■ **Extracted data**:

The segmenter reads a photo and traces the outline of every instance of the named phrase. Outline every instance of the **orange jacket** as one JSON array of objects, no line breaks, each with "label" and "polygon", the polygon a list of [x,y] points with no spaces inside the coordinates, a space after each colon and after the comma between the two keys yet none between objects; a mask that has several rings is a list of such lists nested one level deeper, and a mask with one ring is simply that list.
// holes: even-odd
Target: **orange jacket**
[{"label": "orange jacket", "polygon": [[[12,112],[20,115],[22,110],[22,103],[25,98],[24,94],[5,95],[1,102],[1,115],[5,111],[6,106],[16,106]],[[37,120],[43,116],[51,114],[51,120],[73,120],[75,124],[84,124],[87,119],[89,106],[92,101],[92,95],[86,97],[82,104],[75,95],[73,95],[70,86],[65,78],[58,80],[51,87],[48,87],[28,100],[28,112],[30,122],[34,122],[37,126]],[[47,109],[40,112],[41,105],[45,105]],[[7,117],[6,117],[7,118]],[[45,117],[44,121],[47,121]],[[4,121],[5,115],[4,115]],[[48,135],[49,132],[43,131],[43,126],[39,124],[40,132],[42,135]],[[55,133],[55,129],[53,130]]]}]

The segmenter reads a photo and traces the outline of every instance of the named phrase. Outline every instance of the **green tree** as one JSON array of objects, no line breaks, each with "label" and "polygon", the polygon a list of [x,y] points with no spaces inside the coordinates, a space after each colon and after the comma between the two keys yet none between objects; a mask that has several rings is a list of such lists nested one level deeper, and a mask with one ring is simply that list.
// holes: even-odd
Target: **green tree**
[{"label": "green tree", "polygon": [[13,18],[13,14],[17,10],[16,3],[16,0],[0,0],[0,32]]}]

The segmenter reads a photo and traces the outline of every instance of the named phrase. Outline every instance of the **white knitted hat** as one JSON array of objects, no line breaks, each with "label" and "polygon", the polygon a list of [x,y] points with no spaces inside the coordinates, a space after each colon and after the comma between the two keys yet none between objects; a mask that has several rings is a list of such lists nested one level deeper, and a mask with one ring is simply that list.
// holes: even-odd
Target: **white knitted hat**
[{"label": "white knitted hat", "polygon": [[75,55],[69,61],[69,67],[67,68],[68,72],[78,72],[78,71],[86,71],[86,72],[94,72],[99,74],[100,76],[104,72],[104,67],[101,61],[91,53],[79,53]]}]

■ **Required work**: Would you reproduce all the entries exactly?

■ **Output for this task**:
The segmenter reads a photo and traces the outline of every instance of the named phrase. Outline every instance of the **orange jacket** as one JSON array of objects, no line breaks, each with "label" and "polygon", the polygon a list of [x,y] points with no spaces inside the coordinates, a space after each colon and after the comma between the two keys yet none between objects; a mask that has several rings is a list of such lists nested one level deeper, and a mask with one ring is simply that list.
// holes: even-odd
Target: **orange jacket**
[{"label": "orange jacket", "polygon": [[[12,112],[20,115],[22,110],[22,103],[25,98],[24,94],[5,95],[1,102],[1,115],[5,111],[6,106],[16,106]],[[37,120],[43,116],[51,114],[51,120],[73,120],[75,124],[84,124],[87,119],[89,106],[92,101],[92,95],[86,97],[82,104],[75,95],[73,95],[70,86],[65,78],[58,80],[51,87],[48,87],[28,100],[28,112],[30,122],[34,122],[37,126]],[[47,109],[40,112],[41,105],[45,105]],[[7,117],[6,117],[7,118]],[[45,117],[44,121],[47,121]],[[4,121],[5,115],[4,115]],[[48,135],[49,132],[43,131],[43,126],[39,124],[40,132],[42,135]],[[55,133],[55,129],[53,130]]]}]

The segmenter reads a photo and traces the outline of every instance of the named phrase. Outline every instance of the **green tree** as one JSON array of objects, no line breaks, each with "label" and "polygon", the polygon a list of [x,y] points with no spaces inside the coordinates, a space after each colon and after the comma between the two keys yet none between objects; a mask that has several rings is a list of such lists nested one level deeper, and a mask with one ring is simply that list.
// holes: even-odd
Target: **green tree**
[{"label": "green tree", "polygon": [[13,18],[13,14],[17,10],[16,3],[16,0],[0,0],[0,32]]}]

The segmenter reads a photo and traces the outline of every instance of the named phrase. Outline every instance of the **white knitted hat** as one JSON array of objects, no line breaks, each with "label" and "polygon", the polygon a list of [x,y] points with no spaces inside the coordinates, a space after each colon and after the comma between the two keys yet none between objects; a mask that has several rings is a list of such lists nested one level deeper, and a mask with one ring is simply that list.
// holes: even-odd
Target: **white knitted hat**
[{"label": "white knitted hat", "polygon": [[75,55],[69,61],[69,67],[67,68],[68,72],[78,72],[78,71],[86,71],[86,72],[94,72],[99,74],[100,76],[104,72],[104,67],[101,61],[91,53],[79,53]]}]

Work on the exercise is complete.